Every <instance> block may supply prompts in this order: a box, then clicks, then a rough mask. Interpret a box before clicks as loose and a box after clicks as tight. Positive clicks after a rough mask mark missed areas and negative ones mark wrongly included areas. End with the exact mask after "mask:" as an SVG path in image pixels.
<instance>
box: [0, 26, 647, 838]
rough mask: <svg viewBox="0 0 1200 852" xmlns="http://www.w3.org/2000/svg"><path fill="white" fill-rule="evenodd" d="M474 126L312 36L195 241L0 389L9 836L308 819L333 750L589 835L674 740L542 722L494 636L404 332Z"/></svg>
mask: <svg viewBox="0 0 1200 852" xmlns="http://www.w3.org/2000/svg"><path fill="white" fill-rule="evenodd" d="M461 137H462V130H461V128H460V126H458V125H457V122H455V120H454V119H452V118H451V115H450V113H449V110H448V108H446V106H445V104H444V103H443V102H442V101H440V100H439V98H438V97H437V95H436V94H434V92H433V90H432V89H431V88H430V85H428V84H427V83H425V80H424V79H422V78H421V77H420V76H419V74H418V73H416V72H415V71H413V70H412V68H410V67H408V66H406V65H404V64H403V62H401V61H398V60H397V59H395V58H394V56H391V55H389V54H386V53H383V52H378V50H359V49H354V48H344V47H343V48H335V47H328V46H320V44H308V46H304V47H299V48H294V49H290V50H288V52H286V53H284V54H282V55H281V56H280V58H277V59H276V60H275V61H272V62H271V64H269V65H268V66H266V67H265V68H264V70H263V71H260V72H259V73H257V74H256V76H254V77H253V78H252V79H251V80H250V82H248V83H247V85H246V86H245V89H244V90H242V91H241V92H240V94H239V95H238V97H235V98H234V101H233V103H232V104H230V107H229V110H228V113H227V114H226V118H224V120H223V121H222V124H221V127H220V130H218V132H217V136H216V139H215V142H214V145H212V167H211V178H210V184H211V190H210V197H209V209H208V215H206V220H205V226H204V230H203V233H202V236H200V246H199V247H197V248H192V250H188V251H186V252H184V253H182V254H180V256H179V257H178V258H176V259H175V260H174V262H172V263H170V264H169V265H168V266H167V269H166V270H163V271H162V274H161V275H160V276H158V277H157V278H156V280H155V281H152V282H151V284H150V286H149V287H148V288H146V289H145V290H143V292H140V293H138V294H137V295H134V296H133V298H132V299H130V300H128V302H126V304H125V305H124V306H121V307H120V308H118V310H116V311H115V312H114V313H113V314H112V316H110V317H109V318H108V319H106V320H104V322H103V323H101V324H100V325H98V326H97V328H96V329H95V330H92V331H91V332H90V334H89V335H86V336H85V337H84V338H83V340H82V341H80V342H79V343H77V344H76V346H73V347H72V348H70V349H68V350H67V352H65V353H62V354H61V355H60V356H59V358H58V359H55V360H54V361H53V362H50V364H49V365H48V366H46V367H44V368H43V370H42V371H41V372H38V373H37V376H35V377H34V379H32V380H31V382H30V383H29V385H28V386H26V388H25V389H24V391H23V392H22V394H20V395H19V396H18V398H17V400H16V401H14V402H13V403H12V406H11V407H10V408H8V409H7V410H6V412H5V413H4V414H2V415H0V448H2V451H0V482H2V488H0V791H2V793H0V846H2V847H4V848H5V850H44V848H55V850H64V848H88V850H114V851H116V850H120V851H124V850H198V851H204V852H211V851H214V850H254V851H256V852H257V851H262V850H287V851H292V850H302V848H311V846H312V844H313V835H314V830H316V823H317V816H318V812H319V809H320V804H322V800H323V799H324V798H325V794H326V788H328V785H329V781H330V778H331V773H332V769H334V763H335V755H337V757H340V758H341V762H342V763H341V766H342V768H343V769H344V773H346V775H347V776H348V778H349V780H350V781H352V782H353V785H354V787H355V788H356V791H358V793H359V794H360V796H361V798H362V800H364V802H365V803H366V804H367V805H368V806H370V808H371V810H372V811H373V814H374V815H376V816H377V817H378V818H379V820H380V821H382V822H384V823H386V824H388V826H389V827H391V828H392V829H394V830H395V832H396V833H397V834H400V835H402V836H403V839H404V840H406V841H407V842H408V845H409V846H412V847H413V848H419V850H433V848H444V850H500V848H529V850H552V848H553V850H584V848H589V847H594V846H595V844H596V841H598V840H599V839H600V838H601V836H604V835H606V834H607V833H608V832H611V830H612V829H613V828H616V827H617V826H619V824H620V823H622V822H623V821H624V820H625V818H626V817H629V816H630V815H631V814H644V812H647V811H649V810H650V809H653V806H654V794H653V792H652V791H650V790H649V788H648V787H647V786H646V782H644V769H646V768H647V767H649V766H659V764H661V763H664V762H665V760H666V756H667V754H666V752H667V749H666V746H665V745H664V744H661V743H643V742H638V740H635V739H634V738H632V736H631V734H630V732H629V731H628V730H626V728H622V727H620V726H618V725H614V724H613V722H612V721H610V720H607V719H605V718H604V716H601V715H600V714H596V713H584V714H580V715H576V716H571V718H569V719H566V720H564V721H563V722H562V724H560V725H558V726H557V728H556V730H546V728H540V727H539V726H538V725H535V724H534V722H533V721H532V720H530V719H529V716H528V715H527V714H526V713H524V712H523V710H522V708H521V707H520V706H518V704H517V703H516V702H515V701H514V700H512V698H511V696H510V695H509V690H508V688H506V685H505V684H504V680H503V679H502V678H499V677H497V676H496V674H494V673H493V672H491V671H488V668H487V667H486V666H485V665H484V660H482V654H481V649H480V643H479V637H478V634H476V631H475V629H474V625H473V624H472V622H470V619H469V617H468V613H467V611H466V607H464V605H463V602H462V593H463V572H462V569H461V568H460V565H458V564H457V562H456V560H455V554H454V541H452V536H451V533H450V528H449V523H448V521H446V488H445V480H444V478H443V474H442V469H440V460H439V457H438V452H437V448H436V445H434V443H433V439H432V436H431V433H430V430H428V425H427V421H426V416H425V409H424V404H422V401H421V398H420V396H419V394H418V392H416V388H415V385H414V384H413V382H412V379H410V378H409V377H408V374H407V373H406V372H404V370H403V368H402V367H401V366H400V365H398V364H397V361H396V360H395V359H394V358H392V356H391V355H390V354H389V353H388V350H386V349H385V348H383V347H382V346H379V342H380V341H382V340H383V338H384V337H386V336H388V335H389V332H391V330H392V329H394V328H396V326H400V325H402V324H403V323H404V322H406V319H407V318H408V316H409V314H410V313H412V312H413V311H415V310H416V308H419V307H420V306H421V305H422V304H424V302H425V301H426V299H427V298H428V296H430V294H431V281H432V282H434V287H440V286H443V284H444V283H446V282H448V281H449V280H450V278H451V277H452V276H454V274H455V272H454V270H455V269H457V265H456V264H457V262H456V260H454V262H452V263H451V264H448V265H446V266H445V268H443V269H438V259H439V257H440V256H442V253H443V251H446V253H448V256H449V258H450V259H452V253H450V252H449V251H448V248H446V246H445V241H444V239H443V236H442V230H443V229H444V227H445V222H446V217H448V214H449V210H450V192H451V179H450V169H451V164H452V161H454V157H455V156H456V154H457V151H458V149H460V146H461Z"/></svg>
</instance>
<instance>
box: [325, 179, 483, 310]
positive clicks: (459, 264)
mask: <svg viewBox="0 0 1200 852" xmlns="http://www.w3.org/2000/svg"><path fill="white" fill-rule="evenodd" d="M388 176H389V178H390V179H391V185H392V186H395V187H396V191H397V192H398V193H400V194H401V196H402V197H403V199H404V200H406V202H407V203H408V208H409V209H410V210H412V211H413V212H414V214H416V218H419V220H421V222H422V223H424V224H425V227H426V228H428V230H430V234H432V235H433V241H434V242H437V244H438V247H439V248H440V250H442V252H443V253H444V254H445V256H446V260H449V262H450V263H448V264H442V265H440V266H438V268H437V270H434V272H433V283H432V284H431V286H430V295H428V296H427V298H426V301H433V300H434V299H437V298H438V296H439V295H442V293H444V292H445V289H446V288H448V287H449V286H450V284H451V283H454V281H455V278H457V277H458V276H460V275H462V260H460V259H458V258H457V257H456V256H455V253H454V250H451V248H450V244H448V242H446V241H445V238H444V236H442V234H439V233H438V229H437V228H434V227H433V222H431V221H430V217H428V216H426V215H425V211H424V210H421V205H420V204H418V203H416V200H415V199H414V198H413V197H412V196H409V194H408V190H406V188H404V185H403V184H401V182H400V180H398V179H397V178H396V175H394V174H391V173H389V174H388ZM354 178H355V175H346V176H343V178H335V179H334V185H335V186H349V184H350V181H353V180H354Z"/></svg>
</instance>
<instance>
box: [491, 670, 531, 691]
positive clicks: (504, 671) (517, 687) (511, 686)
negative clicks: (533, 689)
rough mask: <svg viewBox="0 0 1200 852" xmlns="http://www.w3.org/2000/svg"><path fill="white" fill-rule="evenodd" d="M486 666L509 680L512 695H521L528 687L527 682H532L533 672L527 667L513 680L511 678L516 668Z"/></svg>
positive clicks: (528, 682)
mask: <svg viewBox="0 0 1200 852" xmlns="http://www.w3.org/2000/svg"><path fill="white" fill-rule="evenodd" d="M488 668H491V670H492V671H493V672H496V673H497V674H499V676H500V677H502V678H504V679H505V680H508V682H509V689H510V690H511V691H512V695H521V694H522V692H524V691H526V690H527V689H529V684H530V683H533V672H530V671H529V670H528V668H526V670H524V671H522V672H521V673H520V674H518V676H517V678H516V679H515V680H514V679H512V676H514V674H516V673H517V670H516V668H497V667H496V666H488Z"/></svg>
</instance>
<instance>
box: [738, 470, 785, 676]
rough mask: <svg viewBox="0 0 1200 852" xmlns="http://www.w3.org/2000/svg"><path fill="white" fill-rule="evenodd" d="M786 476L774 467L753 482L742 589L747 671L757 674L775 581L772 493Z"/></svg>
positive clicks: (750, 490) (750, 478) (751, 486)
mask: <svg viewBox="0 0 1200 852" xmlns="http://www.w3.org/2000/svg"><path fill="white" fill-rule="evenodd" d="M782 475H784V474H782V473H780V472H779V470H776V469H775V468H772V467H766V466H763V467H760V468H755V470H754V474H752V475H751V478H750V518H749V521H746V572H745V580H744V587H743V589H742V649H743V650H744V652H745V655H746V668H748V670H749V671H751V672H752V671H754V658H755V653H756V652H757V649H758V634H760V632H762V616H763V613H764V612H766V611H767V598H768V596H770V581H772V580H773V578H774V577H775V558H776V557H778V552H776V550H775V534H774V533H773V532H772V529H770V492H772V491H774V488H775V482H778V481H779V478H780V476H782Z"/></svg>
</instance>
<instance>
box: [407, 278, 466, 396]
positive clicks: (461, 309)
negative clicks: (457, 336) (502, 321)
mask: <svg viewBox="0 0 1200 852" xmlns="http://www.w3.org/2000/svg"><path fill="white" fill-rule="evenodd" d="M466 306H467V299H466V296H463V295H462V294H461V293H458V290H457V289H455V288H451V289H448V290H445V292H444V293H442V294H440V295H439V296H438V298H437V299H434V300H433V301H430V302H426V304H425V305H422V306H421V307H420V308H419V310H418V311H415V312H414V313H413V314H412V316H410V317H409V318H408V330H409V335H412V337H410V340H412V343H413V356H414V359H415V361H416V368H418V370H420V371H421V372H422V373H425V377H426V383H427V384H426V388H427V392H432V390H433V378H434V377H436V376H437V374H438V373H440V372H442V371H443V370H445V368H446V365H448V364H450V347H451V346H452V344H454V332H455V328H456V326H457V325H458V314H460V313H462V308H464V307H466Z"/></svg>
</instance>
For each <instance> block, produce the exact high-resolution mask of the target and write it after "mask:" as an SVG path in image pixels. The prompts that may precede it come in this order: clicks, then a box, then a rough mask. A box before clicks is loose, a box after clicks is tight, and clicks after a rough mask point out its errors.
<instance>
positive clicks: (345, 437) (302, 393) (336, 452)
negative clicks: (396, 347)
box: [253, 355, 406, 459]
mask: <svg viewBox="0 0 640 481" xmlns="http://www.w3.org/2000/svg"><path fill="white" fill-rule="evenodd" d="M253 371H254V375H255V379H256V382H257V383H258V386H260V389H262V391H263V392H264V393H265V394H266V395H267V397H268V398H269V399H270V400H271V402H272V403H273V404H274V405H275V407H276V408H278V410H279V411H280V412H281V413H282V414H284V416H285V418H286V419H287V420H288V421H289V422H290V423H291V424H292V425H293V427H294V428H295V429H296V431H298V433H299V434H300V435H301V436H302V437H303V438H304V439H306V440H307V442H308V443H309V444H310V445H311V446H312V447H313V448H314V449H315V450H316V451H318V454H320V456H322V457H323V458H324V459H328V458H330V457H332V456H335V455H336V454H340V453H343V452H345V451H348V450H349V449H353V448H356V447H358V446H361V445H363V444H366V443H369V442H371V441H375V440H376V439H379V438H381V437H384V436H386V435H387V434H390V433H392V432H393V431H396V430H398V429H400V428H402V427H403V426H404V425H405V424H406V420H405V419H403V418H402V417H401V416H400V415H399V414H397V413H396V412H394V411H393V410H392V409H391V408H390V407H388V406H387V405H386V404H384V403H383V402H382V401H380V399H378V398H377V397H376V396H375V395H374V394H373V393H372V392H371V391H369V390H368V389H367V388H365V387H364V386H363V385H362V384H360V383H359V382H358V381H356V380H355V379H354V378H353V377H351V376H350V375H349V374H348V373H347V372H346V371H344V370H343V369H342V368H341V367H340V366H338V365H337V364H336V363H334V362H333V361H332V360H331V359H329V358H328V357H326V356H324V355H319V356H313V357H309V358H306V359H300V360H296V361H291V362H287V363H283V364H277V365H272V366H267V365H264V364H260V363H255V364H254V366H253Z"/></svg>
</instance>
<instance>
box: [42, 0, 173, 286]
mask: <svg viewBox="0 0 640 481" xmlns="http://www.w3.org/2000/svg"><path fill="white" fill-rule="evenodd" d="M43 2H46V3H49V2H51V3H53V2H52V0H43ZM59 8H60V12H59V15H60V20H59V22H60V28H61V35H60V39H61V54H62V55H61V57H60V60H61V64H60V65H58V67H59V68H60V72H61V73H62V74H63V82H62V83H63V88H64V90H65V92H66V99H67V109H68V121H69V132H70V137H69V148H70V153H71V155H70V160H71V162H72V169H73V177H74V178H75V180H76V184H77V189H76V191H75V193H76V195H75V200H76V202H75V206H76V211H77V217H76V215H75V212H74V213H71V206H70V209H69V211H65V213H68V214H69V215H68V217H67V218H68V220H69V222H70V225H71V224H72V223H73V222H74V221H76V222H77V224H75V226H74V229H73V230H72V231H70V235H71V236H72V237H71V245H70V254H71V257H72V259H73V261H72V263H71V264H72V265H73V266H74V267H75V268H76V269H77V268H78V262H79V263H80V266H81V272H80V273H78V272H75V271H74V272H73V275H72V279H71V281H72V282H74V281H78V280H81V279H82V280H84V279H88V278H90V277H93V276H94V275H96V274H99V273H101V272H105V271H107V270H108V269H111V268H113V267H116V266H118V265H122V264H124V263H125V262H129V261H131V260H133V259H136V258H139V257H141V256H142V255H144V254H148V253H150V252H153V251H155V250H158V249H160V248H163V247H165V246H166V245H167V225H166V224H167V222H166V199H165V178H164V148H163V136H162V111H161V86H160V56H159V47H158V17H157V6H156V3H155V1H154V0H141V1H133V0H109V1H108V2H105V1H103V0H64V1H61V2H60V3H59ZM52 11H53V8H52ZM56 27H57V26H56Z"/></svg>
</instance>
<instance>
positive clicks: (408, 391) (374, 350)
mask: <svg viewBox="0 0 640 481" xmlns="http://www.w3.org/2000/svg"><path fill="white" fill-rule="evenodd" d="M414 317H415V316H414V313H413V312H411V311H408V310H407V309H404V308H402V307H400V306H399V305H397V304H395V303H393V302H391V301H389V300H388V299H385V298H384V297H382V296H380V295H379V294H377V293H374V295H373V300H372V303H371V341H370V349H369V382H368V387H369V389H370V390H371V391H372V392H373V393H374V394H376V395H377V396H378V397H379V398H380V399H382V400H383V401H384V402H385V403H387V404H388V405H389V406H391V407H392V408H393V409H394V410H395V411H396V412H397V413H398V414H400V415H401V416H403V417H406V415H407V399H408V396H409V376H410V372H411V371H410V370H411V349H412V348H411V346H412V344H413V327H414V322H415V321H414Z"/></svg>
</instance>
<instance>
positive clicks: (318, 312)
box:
^^^^
* Activity
Set down the rows again word for word, starting with the very first row and stopping after the row that contains "126L312 36L195 241L0".

* Reply
Every <instance> block may supply prompts in this order: a box, then clicks, then a rough mask. Interpret a box before clicks as loose and a box after clicks as tight. Positive clicks after a rough mask mark missed areas and negative ones mark wrongly included areas. End with the exact mask after "mask:" as an SVG path in image pixels.
<instance>
box: [0, 26, 647, 838]
rough mask: <svg viewBox="0 0 1200 852" xmlns="http://www.w3.org/2000/svg"><path fill="white" fill-rule="evenodd" d="M474 126L312 36L195 241L0 389L9 836L308 819L333 750L589 835L674 740L542 722L494 636L404 332Z"/></svg>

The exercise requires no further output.